Point placement data:
==============================
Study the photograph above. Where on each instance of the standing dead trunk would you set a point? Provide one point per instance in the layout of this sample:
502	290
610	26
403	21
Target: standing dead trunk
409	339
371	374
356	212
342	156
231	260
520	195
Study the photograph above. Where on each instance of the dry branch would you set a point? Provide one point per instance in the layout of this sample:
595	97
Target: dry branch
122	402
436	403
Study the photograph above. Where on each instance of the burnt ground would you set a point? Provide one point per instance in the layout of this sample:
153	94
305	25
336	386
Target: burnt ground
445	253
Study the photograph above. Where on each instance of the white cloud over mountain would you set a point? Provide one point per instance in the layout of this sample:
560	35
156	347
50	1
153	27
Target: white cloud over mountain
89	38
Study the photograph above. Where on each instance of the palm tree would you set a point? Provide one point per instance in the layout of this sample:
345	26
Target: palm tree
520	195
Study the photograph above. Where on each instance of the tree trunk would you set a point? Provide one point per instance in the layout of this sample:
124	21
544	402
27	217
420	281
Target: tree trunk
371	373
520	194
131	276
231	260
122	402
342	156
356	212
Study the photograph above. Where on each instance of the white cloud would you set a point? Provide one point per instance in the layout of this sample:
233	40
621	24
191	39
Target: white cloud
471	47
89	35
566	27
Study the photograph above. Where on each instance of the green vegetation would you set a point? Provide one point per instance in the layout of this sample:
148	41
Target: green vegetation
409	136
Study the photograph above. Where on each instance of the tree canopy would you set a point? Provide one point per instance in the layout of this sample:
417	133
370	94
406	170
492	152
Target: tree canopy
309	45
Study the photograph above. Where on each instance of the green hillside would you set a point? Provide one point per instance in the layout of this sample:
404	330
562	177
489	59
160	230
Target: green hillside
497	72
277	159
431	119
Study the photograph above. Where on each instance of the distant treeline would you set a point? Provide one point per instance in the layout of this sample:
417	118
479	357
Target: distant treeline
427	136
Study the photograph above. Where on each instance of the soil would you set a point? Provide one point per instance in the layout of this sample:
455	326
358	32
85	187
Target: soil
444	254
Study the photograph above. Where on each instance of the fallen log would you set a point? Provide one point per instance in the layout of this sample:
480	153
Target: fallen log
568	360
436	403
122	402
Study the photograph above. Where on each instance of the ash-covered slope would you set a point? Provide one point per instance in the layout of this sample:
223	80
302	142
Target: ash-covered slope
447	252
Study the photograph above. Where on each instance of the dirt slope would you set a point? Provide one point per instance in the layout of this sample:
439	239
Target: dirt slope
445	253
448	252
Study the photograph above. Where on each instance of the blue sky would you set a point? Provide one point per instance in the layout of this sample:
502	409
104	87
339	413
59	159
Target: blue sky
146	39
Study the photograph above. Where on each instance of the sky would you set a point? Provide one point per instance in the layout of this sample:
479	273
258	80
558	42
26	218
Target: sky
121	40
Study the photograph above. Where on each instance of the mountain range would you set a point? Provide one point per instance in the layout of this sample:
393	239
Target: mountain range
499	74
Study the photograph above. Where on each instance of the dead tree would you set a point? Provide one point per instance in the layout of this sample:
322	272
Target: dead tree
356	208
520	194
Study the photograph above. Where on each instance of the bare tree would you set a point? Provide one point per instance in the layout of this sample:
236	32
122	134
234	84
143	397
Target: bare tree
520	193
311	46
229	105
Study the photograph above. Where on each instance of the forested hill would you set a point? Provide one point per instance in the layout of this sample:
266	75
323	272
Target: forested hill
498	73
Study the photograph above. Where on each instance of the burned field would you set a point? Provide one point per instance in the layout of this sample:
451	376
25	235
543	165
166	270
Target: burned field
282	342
==============================
Copy out the data word for word, starting at the line that contains "of the forested" and continuing through the last line of the data.

Study the photograph above. Where on each instance of the forested hill would you set a point? Provide one point per instance in the layout of this sample:
266	75
323	272
Target: forested hill
498	73
Study the photograph above. Where on each instance of the burned field would you set a point? Provide one point per instance in the layout of this sample:
451	376
25	235
543	165
166	270
Target: burned field
282	342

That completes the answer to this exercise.